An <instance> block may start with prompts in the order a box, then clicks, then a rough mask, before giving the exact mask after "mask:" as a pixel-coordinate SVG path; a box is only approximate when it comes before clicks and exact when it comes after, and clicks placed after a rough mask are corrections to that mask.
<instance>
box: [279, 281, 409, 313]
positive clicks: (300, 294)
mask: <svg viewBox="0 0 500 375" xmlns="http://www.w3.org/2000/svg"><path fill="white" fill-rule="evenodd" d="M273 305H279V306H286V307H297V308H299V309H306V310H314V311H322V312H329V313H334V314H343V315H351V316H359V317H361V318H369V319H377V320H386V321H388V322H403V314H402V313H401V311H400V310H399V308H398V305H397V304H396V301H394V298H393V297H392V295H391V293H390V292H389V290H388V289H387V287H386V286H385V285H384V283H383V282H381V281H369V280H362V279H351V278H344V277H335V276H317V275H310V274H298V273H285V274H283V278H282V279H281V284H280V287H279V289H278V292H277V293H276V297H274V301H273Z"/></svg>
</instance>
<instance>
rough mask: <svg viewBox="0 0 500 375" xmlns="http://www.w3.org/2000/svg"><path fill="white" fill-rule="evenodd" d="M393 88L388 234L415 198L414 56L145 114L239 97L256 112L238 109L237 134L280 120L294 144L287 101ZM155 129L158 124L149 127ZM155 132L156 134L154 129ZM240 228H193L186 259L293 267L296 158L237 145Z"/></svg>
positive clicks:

++++++++++++++++++++

**Work item:** Copy the listing above, replacing "positive clicks" with "foreground clicks" wherever it appears and leaving everything else unchanged.

**The answer:**
An <instance> block may start with prompts in the order a box, then clicks, then a rough mask, before giving the exact mask after "mask:" as a pixel-coordinate SVG path; a box is only approximate when it comes before clicks and exact when it comes after, and clicks placed after a rough mask are corrections to that mask.
<instance>
box: [279, 281, 409, 313]
foreground clicks: (300, 294)
mask: <svg viewBox="0 0 500 375" xmlns="http://www.w3.org/2000/svg"><path fill="white" fill-rule="evenodd" d="M273 305H279V306H286V307H297V308H299V309H306V310H314V311H322V312H329V313H334V314H343V315H351V316H359V317H361V318H369V319H377V320H386V321H388V322H403V314H402V313H401V311H400V310H399V308H398V305H397V304H396V301H394V298H393V297H392V295H391V293H390V292H389V290H388V289H387V287H386V286H385V285H384V283H383V282H381V281H369V280H362V279H351V278H344V277H335V276H317V275H310V274H298V273H285V274H283V278H282V279H281V284H280V287H279V289H278V292H277V293H276V297H274V301H273Z"/></svg>
</instance>
<instance>
rough mask: <svg viewBox="0 0 500 375" xmlns="http://www.w3.org/2000/svg"><path fill="white" fill-rule="evenodd" d="M393 88L388 234L415 198L414 56L145 114L239 97L256 112L238 109L237 134L280 120L294 144L287 101ZM155 129L158 124L149 127ZM155 132L156 134L154 129ZM240 228H193L186 259L293 267L296 158L237 145Z"/></svg>
foreground clicks:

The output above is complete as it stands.